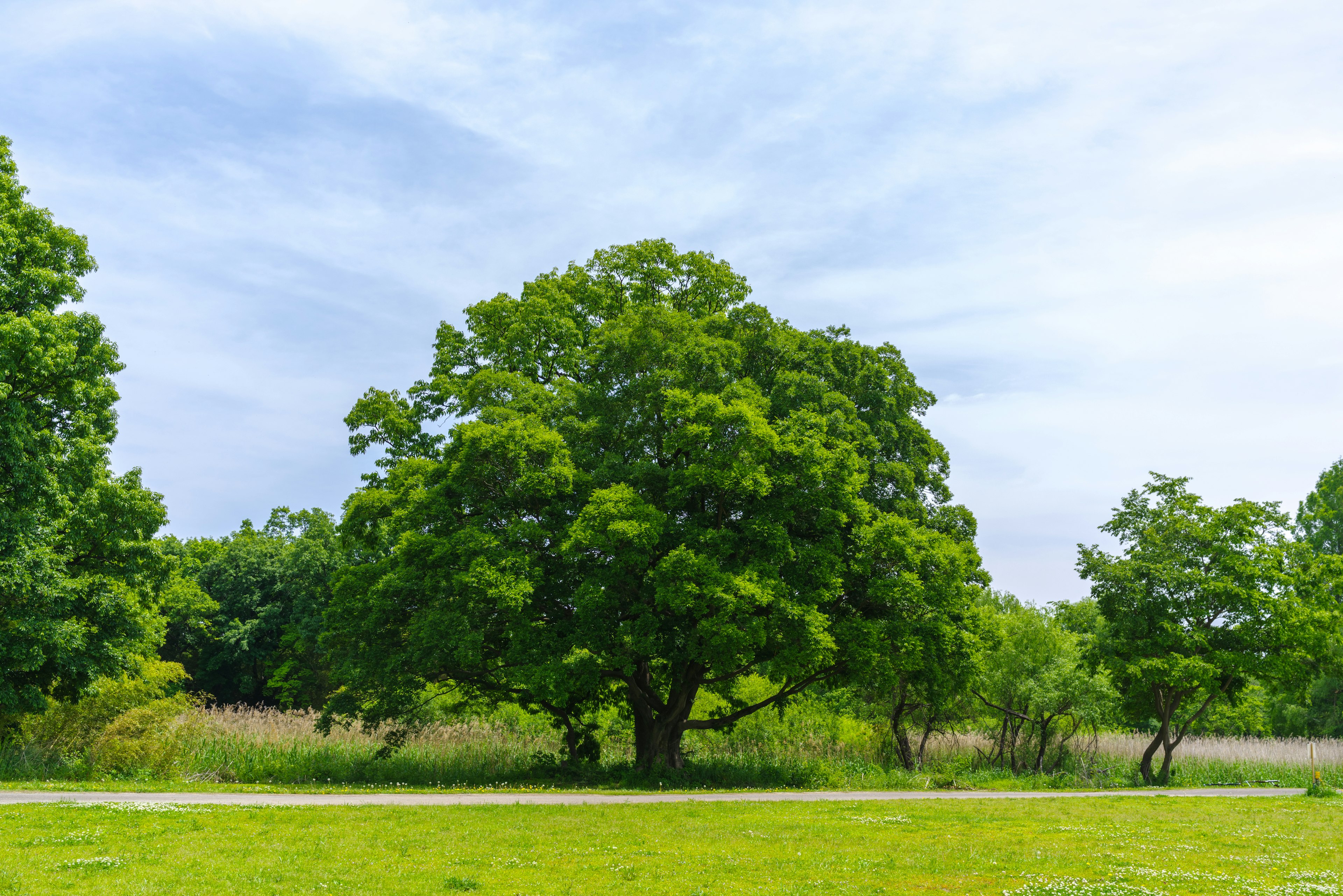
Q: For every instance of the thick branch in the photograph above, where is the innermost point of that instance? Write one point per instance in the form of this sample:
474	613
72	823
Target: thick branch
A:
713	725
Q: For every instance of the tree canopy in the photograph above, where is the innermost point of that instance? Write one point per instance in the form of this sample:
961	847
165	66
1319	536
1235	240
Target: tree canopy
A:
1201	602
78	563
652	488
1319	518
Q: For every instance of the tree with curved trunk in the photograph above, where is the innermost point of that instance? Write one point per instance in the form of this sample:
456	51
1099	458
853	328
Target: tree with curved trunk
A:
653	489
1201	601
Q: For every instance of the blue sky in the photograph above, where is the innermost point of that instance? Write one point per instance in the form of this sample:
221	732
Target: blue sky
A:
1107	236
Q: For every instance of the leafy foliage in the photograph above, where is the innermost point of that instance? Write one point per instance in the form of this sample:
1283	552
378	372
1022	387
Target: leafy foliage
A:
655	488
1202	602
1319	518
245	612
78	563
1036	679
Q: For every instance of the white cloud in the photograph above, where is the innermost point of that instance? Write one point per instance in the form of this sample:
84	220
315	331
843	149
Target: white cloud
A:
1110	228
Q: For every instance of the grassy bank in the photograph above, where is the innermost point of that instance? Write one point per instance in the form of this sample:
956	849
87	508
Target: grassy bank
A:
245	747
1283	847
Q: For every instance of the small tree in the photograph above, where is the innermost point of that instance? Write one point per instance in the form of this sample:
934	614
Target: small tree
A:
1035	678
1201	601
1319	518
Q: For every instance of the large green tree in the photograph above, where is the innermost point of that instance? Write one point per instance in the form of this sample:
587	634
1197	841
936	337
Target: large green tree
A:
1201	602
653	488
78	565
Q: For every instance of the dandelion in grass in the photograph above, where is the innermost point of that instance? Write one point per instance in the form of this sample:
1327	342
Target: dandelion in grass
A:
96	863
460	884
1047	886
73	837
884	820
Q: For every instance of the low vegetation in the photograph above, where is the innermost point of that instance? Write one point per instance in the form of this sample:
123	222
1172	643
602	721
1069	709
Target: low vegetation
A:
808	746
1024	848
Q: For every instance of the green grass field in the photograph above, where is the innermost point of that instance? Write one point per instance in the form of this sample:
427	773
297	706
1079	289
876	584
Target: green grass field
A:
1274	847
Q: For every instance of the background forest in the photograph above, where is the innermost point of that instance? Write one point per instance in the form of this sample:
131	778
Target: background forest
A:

━━━━━━━━━━

▸ **The task**:
Please say how many lines in the entries hold the string "small". Give only the number.

▸ **Task answer**:
2